TASK:
Answer these questions about the text on hospital messaging:
1. What does the writer say will usually do, even though some compliance work would be needed?
2. What can pharmacists look at with modern Pixus machines to spot abuse?
3. How much would the dumb waiter idea save each year?

READING TEXT:
◆ ◆ ◆ ◆

Scenario: This could use more thought. This is just a five-minute brain dump…to get thinking aligned.
The hospital would employ an enterprise version of the twitter structure- yes I know some work would be needed for HIPPA compliance- but usually a room number will do. I am sure it can be done with more thought. Each nurse call station could easily send a short message that would go to the phone of the charge nurse, one particular charge nurse, or the med nurse, or to a Doc on call, broadcast all over, etc. Short, fast, quiet, use SSL and posts to the intranet too. You could color code the message for priority, have pre-made messages to save time,and/ or a program on the PDA could sort, rate, prioritize, etc.
By viewing the intranet trend data one could see problems that needed correcting, trends, shortages, surpluses, staffing and any abuse of course. I am sure modern Pixus machines already do this for pharmacists- they can look at a nurses’s PRN dosing patterns to spot abuse by comparing it to the standard deviation from the mean. Still simple problems solved can have real savings.
I remember coming up with the simple idea to use the antiquated dumb waiters in one hospital to do routine after-pharmacy-hour medication restocks. Doesn’t sound like much, but imagine 14 units, a nurse having to go up to the pharmacy and gather meds, (say on average 30 minutes off unit.), and three shifts 365 a year. Average wage of ~ $15.00 hour back then. That is a savings of about $115,000.00 a year, not counting increase in patient care with time spent on unit and maybe nurses could get a REAL break.
Twitter- Short Codes - SMS- etc-think short chunks of vital information that must be relayed and read quickly, quietly, and the ability to trend the information by type. Yes the whole micro-blogging concept has many uses yet untapped.

◆ ◆ ◆ ◆

DATA TO EXAMINE:
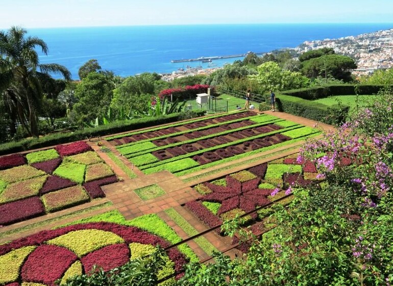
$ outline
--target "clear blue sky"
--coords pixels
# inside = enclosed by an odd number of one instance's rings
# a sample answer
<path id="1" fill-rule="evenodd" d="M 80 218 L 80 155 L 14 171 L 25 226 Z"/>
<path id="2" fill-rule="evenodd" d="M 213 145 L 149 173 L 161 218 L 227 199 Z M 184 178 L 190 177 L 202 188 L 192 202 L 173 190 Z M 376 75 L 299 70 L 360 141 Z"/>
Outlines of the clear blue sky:
<path id="1" fill-rule="evenodd" d="M 392 0 L 2 0 L 0 29 L 393 22 Z"/>

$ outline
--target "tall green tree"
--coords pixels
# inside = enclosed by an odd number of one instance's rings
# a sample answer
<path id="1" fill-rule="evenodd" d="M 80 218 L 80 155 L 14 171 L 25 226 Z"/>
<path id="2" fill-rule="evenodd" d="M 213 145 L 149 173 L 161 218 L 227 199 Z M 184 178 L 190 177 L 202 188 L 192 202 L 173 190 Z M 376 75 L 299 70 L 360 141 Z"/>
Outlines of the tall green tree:
<path id="1" fill-rule="evenodd" d="M 50 74 L 60 75 L 67 81 L 71 74 L 59 64 L 40 64 L 35 49 L 46 55 L 47 46 L 41 39 L 27 34 L 15 27 L 0 31 L 0 92 L 10 115 L 11 134 L 16 133 L 17 120 L 30 135 L 38 137 L 42 83 L 48 81 Z"/>
<path id="2" fill-rule="evenodd" d="M 83 126 L 107 113 L 113 94 L 114 84 L 102 73 L 90 73 L 77 86 L 75 95 L 78 102 L 70 116 L 72 121 Z"/>
<path id="3" fill-rule="evenodd" d="M 321 76 L 325 78 L 331 76 L 345 82 L 352 81 L 351 70 L 356 68 L 355 61 L 346 56 L 325 55 L 302 62 L 302 71 L 309 78 Z"/>
<path id="4" fill-rule="evenodd" d="M 252 80 L 263 87 L 264 91 L 285 90 L 306 86 L 309 80 L 300 73 L 283 69 L 274 62 L 267 62 L 259 65 L 258 74 L 250 76 Z"/>
<path id="5" fill-rule="evenodd" d="M 90 73 L 98 73 L 101 70 L 101 66 L 99 64 L 98 61 L 95 59 L 89 60 L 85 62 L 78 71 L 78 75 L 79 78 L 83 80 Z"/>

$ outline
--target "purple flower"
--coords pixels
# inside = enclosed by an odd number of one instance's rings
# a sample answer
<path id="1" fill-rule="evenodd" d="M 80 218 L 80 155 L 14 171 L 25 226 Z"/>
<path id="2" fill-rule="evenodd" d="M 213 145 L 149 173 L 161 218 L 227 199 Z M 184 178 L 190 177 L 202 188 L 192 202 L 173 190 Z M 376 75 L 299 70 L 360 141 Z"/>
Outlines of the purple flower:
<path id="1" fill-rule="evenodd" d="M 280 189 L 278 188 L 276 188 L 273 190 L 273 192 L 272 192 L 272 194 L 271 194 L 270 195 L 272 197 L 274 197 L 279 192 L 280 192 Z"/>

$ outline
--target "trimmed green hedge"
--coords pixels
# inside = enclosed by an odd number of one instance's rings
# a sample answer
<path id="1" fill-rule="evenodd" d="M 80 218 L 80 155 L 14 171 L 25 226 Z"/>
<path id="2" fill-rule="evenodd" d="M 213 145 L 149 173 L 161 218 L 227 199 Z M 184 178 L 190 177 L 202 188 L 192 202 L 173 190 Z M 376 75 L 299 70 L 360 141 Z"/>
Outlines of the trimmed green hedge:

◆ ◆ ◆ ◆

EXERCISE RESPONSE:
1. A room number.
2. A nurse's PRN dosing patterns.
3. About $115,000.00 a year.